#### PROVIDED ENTRIES
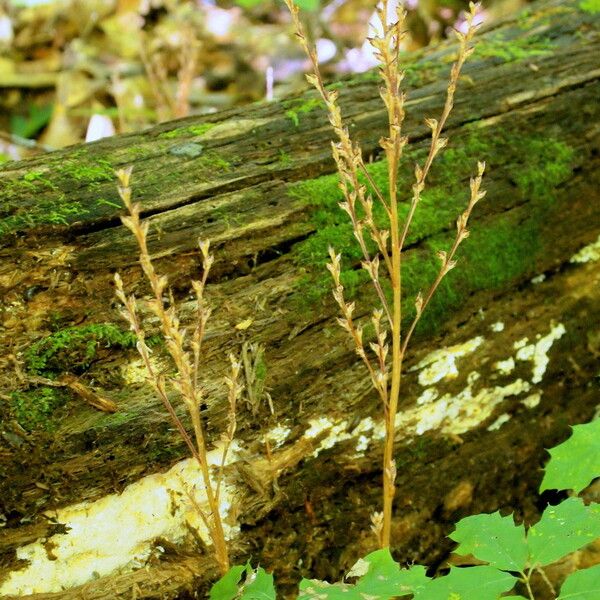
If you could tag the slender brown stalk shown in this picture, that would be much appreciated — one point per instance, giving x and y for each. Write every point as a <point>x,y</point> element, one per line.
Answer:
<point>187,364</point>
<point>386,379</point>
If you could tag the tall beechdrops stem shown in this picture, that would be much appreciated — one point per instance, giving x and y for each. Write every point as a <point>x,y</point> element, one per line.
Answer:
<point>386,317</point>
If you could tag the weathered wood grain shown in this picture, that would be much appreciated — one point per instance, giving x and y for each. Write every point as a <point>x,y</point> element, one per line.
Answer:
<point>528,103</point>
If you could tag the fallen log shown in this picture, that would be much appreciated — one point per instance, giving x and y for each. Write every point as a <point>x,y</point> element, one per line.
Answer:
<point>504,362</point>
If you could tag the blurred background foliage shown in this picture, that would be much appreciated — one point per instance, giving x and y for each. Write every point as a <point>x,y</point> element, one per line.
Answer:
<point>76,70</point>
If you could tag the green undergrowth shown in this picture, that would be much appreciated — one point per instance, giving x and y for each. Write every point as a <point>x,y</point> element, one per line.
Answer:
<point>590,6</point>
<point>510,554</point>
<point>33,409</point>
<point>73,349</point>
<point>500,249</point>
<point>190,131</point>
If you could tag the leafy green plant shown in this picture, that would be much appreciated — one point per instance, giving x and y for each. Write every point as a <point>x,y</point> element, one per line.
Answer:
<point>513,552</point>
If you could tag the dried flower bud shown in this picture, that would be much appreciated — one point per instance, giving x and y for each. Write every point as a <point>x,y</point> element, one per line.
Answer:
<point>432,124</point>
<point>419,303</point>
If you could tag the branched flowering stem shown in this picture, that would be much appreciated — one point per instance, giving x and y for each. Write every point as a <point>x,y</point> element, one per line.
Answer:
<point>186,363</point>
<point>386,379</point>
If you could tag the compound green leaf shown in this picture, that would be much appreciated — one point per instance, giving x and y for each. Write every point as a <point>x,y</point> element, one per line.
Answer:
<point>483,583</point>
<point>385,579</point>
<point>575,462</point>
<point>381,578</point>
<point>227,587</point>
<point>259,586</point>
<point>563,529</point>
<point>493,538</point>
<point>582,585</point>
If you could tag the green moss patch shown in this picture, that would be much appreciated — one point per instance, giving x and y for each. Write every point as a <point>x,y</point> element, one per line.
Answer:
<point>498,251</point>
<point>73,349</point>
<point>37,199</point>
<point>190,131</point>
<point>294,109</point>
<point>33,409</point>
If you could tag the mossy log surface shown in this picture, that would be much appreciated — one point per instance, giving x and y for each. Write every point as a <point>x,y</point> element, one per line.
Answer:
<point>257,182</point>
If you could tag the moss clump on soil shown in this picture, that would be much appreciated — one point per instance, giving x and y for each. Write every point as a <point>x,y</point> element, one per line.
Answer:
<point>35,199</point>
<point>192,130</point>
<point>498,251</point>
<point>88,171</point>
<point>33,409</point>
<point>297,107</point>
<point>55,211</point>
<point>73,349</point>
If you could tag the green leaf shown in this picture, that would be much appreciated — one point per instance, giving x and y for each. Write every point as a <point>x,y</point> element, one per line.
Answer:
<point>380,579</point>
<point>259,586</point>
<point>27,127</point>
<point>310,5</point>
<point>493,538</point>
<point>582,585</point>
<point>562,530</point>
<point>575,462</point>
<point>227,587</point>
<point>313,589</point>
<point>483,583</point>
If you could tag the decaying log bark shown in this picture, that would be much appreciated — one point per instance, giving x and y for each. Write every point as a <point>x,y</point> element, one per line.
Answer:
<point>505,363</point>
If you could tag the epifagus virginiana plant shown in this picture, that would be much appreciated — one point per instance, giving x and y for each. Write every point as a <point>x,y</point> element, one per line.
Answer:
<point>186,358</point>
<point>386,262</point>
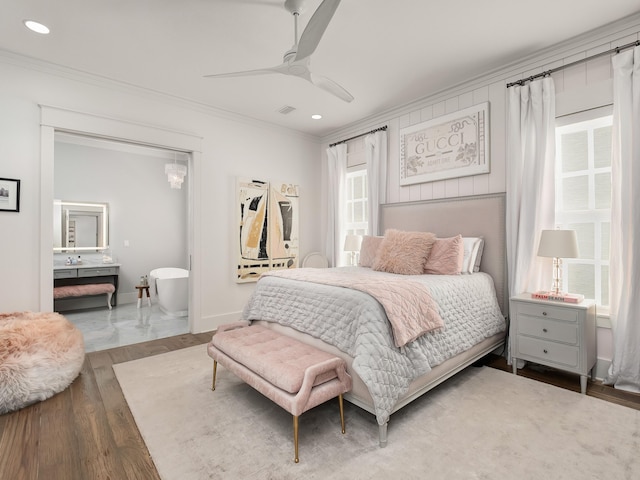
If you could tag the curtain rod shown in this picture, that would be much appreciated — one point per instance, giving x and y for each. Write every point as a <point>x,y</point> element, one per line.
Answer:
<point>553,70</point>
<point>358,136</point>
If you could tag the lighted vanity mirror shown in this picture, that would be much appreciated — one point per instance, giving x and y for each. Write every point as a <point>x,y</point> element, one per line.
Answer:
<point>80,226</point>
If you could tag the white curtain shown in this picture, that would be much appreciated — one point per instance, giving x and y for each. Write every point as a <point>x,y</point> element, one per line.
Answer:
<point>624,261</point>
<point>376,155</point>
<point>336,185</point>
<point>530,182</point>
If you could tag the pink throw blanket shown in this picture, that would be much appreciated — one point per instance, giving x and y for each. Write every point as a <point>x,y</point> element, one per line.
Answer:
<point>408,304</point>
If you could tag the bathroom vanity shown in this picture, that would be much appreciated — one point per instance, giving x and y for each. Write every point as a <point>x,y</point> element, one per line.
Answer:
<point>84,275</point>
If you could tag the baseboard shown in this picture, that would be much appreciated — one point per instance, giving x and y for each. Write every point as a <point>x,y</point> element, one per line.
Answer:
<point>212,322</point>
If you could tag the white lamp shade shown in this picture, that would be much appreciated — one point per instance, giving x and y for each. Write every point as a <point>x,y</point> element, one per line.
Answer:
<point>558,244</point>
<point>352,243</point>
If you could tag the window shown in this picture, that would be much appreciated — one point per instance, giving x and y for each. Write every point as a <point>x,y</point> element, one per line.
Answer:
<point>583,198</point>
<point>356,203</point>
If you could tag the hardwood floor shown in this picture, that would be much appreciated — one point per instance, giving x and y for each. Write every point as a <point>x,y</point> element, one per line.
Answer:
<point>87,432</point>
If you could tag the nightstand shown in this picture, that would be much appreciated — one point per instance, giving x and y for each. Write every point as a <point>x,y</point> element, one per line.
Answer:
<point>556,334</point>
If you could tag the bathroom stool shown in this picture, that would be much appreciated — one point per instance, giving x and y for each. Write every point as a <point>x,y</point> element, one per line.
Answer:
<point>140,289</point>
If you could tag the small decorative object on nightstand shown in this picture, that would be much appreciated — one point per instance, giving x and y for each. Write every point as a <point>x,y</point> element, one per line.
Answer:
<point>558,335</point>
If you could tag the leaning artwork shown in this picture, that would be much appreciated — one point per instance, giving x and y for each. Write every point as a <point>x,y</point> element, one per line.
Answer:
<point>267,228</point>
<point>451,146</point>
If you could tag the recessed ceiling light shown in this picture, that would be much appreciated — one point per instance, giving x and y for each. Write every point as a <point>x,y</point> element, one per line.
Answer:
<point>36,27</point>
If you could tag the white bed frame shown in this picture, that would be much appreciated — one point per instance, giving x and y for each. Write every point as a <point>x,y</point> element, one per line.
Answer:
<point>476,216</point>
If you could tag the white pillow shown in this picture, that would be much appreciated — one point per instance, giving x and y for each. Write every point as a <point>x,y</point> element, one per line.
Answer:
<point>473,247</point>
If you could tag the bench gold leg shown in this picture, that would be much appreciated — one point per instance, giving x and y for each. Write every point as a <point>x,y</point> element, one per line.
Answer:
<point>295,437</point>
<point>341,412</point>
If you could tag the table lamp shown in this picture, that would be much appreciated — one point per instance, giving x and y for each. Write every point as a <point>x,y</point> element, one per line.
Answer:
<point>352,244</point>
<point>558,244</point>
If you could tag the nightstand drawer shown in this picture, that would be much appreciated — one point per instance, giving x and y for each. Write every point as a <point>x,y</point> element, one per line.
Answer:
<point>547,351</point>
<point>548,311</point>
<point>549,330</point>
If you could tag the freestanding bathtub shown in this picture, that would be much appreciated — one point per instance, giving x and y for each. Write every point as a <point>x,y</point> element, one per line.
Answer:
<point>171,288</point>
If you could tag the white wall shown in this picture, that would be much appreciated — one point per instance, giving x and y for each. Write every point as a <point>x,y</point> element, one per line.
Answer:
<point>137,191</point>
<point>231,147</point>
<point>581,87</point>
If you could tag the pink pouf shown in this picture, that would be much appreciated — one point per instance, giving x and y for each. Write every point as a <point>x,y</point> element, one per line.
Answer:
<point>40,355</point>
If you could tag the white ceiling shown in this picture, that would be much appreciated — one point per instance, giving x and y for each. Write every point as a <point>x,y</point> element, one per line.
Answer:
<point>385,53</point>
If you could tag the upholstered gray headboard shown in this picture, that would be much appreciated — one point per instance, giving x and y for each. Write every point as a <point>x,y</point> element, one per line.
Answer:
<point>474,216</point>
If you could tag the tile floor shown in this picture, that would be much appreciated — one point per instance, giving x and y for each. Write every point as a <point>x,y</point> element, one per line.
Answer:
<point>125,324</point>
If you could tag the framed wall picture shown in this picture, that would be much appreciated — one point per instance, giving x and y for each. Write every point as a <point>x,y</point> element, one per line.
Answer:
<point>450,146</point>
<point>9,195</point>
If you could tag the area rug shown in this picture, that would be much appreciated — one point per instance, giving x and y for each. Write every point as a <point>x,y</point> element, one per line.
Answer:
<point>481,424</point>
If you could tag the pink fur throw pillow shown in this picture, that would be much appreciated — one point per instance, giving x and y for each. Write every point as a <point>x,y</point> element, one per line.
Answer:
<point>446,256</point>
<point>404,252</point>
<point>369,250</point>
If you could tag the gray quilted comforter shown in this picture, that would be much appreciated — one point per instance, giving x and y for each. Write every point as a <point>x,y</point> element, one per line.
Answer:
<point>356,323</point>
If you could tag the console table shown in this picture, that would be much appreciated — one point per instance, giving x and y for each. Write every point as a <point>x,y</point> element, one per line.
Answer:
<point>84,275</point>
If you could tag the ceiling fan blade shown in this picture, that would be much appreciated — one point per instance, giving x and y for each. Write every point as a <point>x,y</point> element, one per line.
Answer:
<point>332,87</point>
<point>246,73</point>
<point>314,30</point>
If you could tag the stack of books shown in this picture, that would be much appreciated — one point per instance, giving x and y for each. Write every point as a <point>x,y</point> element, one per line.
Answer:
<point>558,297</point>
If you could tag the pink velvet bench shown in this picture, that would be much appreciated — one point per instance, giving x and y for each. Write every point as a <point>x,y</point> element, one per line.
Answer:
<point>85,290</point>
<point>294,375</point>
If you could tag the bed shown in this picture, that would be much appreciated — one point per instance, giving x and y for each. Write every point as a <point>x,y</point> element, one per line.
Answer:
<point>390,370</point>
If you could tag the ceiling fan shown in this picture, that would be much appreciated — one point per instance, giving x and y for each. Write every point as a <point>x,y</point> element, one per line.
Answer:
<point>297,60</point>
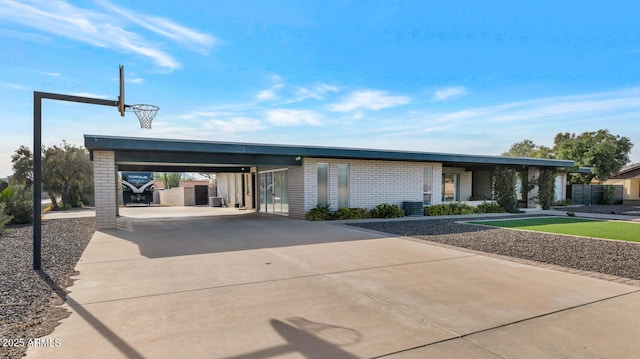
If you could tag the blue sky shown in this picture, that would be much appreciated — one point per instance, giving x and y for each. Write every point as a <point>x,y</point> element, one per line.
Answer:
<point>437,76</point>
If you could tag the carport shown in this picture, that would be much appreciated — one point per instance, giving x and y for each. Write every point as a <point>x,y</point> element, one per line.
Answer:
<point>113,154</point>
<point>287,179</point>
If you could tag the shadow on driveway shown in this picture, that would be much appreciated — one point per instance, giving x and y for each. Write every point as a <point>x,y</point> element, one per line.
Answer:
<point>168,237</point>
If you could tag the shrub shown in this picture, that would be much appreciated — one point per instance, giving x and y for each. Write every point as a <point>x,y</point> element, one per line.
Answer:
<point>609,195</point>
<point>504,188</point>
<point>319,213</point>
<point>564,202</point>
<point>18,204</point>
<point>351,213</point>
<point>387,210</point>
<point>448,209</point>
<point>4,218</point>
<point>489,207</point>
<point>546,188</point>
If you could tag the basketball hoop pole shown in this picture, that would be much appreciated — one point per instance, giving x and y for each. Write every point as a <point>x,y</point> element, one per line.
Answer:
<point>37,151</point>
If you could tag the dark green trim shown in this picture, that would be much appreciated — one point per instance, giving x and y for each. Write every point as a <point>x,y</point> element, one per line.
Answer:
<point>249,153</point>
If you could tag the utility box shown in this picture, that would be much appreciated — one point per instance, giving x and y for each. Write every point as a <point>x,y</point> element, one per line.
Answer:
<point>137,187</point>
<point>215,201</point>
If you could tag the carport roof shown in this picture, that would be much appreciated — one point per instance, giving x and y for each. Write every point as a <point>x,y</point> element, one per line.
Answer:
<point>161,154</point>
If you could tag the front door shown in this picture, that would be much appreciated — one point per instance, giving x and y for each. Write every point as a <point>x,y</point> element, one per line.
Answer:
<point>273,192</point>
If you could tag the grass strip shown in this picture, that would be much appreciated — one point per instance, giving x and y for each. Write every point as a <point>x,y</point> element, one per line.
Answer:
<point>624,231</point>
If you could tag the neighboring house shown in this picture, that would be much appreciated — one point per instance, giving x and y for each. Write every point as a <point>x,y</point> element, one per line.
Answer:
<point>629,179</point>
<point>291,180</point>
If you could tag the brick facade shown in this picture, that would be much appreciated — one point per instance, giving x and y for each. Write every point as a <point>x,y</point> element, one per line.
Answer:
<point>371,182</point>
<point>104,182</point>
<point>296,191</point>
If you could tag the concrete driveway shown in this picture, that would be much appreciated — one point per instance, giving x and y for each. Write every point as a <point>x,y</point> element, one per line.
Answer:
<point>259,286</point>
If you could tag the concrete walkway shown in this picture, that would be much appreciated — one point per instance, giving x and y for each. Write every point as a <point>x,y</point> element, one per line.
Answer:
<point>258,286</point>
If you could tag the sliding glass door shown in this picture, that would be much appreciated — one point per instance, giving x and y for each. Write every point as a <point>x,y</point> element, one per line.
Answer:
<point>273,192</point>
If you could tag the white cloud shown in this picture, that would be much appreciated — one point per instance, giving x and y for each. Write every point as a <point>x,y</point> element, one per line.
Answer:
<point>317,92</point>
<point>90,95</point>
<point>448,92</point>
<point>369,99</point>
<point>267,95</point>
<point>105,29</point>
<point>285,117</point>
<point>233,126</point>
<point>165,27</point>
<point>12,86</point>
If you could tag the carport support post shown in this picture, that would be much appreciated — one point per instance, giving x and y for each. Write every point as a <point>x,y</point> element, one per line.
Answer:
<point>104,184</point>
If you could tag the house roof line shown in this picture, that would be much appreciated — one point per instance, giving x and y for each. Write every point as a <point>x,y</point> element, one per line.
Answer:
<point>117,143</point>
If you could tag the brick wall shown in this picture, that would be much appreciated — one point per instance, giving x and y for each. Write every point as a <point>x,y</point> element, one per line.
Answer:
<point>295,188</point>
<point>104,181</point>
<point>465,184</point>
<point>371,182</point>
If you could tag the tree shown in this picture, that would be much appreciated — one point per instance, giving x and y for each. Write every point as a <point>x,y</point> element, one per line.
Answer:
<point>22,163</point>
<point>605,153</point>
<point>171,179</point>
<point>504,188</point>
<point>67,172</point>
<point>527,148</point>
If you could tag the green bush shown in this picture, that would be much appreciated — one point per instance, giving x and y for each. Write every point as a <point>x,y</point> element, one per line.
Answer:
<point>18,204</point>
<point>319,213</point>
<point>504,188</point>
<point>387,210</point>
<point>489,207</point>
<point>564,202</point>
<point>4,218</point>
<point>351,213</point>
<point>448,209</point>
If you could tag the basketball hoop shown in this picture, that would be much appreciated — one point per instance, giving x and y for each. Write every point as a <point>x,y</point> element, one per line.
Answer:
########
=== PROBLEM DETAILS ===
Copy the lines of the listing from the one containing "If you could tag the house" through the one containing "<point>527,148</point>", both included, word for word.

=== EXPECTED ANSWER ===
If you could tag the house roof line shown in this picture, that would be much appreciated — one point per instance, giving x and y for each. Write every point as a <point>x,y</point> element, one per line.
Answer:
<point>117,143</point>
If you could tag the brick wall shown in this picture, that would be much appreciated — one point per instance, giving x and y for each. Write every point as a <point>x,y</point> element, one per line.
Answer:
<point>295,188</point>
<point>104,181</point>
<point>465,184</point>
<point>371,182</point>
If you could tag the tree shown in this picture, that would be much appreciated — one point per instance, giving x and y for each. Write every point as a <point>x,y</point> element, one per line.
Answer:
<point>22,163</point>
<point>605,153</point>
<point>171,179</point>
<point>504,188</point>
<point>67,172</point>
<point>527,148</point>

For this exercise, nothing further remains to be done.